* WHAT THE TASK REQUIRES *
Recast the entries below as a Markdown table with columns Row and Line. Give each nonblank line its own sequentially numbered row.

* SOURCE DATA *
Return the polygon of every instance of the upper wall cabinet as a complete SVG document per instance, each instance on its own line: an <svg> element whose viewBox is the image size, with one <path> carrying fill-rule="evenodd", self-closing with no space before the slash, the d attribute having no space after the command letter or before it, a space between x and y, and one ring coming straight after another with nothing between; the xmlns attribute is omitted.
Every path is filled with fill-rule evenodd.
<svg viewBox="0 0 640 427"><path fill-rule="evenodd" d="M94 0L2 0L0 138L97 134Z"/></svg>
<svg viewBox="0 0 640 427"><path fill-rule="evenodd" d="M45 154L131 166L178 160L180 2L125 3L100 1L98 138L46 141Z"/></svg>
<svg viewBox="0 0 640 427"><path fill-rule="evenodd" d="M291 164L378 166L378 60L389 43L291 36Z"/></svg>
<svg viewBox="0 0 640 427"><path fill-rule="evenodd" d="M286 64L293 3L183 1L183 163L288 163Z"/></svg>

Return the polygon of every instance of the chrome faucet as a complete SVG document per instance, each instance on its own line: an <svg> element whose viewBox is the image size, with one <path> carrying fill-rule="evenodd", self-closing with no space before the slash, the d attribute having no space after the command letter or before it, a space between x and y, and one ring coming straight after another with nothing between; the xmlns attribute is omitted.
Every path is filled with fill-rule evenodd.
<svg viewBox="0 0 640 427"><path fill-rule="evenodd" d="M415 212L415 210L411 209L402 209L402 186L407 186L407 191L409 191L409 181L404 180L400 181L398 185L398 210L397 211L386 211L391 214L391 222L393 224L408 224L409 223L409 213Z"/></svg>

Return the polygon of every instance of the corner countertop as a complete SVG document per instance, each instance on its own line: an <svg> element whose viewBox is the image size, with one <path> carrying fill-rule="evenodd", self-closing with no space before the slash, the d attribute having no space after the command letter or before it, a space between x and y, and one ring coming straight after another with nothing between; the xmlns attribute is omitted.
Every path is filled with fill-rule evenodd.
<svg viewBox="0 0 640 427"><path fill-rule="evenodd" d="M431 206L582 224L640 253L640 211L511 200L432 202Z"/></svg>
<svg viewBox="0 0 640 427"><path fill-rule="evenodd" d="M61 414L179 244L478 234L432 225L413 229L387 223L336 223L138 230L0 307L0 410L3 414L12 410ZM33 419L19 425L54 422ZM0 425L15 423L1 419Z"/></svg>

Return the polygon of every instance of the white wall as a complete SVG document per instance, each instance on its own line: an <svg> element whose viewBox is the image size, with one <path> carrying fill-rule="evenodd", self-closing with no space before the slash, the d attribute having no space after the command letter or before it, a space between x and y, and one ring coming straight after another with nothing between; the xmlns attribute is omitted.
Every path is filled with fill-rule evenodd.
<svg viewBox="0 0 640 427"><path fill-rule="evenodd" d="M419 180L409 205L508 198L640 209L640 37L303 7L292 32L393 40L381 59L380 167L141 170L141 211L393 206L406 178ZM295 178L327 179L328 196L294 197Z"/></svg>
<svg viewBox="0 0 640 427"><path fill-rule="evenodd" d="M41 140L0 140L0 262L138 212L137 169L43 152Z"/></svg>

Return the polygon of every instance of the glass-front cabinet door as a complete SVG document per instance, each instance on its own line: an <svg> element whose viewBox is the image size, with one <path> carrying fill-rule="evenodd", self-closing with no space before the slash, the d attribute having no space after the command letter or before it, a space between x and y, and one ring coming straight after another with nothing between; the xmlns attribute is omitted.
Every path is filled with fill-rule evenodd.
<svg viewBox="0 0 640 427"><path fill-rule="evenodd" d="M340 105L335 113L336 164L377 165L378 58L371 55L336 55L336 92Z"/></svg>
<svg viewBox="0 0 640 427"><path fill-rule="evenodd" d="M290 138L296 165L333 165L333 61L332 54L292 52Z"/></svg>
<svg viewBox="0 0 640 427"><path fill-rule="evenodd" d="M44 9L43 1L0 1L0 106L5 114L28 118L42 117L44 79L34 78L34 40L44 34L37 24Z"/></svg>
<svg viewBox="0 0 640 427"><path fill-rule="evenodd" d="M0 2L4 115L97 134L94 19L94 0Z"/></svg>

* ANSWER TO THE TASK *
| Row | Line |
|---|---|
| 1 | Return the polygon of every instance of the upper wall cabinet as a complete SVG document per instance, each instance on its own line: an <svg> element whose viewBox is the image size, with one <path> carrying fill-rule="evenodd", self-closing with no space before the slash, the d attribute having no space after the command letter or before it, a space between x and y, and one ring coming straight after another with nothing between; the xmlns attribute is omitted. |
| 2 | Every path is filled with fill-rule evenodd. |
| 3 | <svg viewBox="0 0 640 427"><path fill-rule="evenodd" d="M94 0L2 0L0 138L97 134Z"/></svg> |
| 4 | <svg viewBox="0 0 640 427"><path fill-rule="evenodd" d="M45 154L131 166L178 160L180 2L125 3L100 1L98 138L46 141Z"/></svg> |
| 5 | <svg viewBox="0 0 640 427"><path fill-rule="evenodd" d="M291 164L378 166L378 60L389 43L291 36Z"/></svg> |
| 6 | <svg viewBox="0 0 640 427"><path fill-rule="evenodd" d="M286 64L293 3L183 1L183 163L288 163Z"/></svg> |
| 7 | Return the polygon of every instance of the chrome faucet as a complete SVG document per instance, each instance on its own line: an <svg> element whose viewBox is the image size, with one <path> carrying fill-rule="evenodd", self-closing with no space before the slash, the d attribute having no space after the command letter or before it, a space between x and y, and one ring coming straight after another with nothing between; the xmlns attribute is omitted. |
| 8 | Every path is filled with fill-rule evenodd. |
| 9 | <svg viewBox="0 0 640 427"><path fill-rule="evenodd" d="M415 212L415 210L411 209L402 209L402 186L407 186L407 191L409 191L409 181L404 180L400 181L398 185L398 210L397 211L386 211L391 214L391 222L393 224L408 224L409 223L409 213Z"/></svg> |
| 10 | Return the polygon of every instance of the corner countertop as a complete SVG document per instance, each instance on its own line: an <svg> element whose viewBox is the image size, with one <path> carrying fill-rule="evenodd", self-closing with no space before the slash, the d attribute having no space after the command letter or before it, a space between x and y, and one ring coming straight after another with nothing between; the xmlns attribute is omitted. |
| 11 | Every path is filled with fill-rule evenodd. |
| 12 | <svg viewBox="0 0 640 427"><path fill-rule="evenodd" d="M431 206L582 224L640 253L640 211L511 200L432 202Z"/></svg> |
| 13 | <svg viewBox="0 0 640 427"><path fill-rule="evenodd" d="M61 414L179 244L478 234L432 225L413 229L387 223L336 223L138 230L0 307L0 410L3 414L12 410ZM33 419L19 425L54 422ZM0 425L15 423L1 419Z"/></svg> |
| 14 | Return the polygon of every instance of the white wall as a complete SVG document per instance, each instance on its own line: an <svg> element whose viewBox is the image size, with one <path> carrying fill-rule="evenodd", self-closing with no space before the slash, the d attribute having no space after the command letter or before it, a space between x and y, and one ring coming straight after another with nothing between; the xmlns attribute is omitted. |
| 15 | Every path is filled with fill-rule evenodd. |
| 16 | <svg viewBox="0 0 640 427"><path fill-rule="evenodd" d="M419 180L409 205L508 198L640 209L640 37L303 7L292 32L393 40L381 59L380 167L141 170L141 211L393 206L406 178ZM295 178L327 179L328 196L294 197Z"/></svg> |
| 17 | <svg viewBox="0 0 640 427"><path fill-rule="evenodd" d="M41 140L0 140L0 262L138 212L137 169L43 152Z"/></svg> |
| 18 | Return the polygon of every instance of the glass-front cabinet door as a complete SVG document per instance, each instance on its own line: an <svg> element whose viewBox is the image size, with one <path> carrying fill-rule="evenodd", self-closing with no space before the slash, the d attribute having no space after the command letter or before it, a space between x and y, and one ring coming straight after another with nothing between; the xmlns attribute is omitted. |
| 19 | Every path is filled with fill-rule evenodd. |
| 20 | <svg viewBox="0 0 640 427"><path fill-rule="evenodd" d="M340 105L335 113L336 164L377 165L378 58L371 55L336 55L336 92Z"/></svg> |
| 21 | <svg viewBox="0 0 640 427"><path fill-rule="evenodd" d="M290 138L296 165L333 165L333 61L332 54L292 52Z"/></svg> |
| 22 | <svg viewBox="0 0 640 427"><path fill-rule="evenodd" d="M44 9L43 1L0 1L0 106L5 114L28 118L42 117L44 79L34 78L34 40L44 34L37 24Z"/></svg> |
| 23 | <svg viewBox="0 0 640 427"><path fill-rule="evenodd" d="M0 2L4 115L97 134L94 19L94 0Z"/></svg> |